/---

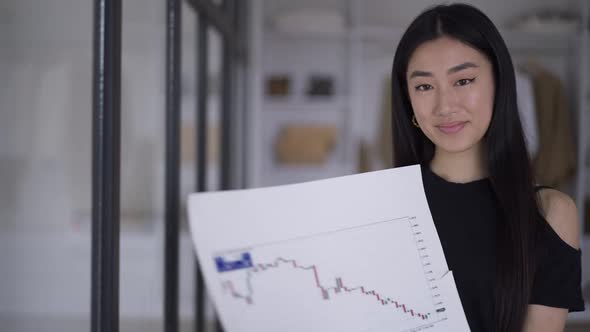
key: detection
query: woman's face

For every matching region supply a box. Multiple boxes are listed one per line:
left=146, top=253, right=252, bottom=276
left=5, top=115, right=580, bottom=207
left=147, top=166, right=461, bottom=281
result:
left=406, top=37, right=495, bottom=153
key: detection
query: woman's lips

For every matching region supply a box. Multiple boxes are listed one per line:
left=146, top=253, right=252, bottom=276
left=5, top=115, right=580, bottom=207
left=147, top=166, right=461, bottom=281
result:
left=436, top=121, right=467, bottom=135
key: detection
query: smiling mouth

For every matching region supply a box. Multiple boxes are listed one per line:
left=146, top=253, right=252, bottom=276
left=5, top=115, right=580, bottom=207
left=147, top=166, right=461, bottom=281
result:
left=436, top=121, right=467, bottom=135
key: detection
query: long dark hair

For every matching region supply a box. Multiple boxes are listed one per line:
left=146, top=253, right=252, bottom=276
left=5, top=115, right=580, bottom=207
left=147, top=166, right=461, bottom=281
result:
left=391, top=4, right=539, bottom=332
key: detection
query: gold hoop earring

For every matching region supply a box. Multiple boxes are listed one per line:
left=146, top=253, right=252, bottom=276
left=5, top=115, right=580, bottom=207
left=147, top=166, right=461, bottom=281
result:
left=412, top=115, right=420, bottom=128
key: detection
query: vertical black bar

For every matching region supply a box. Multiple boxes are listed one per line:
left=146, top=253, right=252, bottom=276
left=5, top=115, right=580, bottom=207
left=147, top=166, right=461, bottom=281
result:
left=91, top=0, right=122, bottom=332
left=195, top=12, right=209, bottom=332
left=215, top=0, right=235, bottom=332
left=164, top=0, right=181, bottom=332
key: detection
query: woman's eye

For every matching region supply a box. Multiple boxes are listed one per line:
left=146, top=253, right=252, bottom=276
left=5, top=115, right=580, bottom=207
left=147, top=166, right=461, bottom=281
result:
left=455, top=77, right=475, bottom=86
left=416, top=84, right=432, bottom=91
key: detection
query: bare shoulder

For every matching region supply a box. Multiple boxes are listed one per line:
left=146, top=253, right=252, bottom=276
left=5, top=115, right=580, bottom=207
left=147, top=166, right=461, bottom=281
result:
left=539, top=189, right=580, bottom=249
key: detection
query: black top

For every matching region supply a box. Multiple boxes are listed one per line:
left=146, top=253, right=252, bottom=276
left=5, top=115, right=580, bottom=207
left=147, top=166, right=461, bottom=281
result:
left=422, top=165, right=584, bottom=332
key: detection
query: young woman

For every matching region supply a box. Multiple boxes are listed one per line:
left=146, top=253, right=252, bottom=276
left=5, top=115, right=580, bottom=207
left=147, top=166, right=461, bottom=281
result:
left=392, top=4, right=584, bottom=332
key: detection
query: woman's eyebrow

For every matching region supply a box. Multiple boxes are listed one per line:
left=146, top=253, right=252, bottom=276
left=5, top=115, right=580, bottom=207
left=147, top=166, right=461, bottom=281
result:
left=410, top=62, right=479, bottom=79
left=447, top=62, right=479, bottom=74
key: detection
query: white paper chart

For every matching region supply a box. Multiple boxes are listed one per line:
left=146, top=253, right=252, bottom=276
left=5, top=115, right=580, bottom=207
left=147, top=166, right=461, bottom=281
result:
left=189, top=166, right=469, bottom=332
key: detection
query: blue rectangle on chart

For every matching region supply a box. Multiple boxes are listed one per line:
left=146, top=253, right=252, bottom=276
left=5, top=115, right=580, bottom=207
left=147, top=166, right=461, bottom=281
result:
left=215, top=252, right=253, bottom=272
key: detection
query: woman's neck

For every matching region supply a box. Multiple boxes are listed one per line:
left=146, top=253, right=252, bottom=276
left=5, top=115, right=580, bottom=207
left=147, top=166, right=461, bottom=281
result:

\---
/---

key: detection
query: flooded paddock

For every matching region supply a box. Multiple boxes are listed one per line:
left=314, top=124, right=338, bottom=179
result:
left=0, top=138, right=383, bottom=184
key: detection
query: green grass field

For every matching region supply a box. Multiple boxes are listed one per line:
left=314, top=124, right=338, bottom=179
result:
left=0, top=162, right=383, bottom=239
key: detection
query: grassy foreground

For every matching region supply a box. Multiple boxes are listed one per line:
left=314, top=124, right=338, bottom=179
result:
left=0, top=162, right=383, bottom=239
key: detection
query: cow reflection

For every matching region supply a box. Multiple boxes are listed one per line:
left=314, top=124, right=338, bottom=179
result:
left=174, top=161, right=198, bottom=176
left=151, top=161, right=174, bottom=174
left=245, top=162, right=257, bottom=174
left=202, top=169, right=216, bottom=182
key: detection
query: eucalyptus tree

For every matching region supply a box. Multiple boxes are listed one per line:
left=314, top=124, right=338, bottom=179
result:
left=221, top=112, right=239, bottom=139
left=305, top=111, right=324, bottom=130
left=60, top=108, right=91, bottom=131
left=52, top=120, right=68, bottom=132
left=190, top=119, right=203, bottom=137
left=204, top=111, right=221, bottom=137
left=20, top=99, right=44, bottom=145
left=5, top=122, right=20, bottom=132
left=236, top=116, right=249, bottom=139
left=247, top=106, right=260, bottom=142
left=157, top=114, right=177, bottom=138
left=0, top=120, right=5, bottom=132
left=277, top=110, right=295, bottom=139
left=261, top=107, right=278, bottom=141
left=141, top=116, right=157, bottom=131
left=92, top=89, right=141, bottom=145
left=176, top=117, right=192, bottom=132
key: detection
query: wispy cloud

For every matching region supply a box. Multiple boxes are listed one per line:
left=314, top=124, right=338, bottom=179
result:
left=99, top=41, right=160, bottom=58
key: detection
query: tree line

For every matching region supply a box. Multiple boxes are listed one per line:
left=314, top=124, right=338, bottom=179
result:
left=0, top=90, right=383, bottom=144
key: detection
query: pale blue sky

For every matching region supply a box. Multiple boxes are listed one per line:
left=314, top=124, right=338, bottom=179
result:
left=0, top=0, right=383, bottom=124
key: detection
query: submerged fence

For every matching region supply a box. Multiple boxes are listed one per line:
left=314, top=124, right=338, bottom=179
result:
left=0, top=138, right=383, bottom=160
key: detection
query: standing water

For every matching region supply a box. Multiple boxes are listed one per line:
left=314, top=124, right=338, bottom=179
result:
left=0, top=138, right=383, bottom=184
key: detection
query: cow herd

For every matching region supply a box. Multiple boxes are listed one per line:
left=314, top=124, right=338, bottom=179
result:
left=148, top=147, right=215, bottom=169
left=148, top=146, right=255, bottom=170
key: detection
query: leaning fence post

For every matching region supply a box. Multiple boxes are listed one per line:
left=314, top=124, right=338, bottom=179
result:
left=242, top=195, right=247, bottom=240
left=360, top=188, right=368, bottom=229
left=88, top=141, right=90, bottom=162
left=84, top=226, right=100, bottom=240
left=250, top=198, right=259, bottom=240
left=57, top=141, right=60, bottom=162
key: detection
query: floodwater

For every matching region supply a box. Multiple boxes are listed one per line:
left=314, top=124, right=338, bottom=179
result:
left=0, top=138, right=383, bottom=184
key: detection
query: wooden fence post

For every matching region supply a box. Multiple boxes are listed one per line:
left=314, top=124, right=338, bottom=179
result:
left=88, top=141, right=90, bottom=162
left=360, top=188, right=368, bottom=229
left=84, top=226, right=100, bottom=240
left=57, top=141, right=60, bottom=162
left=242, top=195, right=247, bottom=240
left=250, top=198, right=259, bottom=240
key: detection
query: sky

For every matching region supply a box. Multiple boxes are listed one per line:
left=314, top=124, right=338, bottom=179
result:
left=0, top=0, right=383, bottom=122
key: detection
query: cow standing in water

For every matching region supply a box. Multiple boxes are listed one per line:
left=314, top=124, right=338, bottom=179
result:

\---

> Required task
List each line in the entries above that contains the string "woman". Treat uppercase and lowercase as different.

> Result of this exercise
query: woman's face
query: woman's lips
query: woman's eye
query: young woman
query: woman's eyebrow
query: woman's neck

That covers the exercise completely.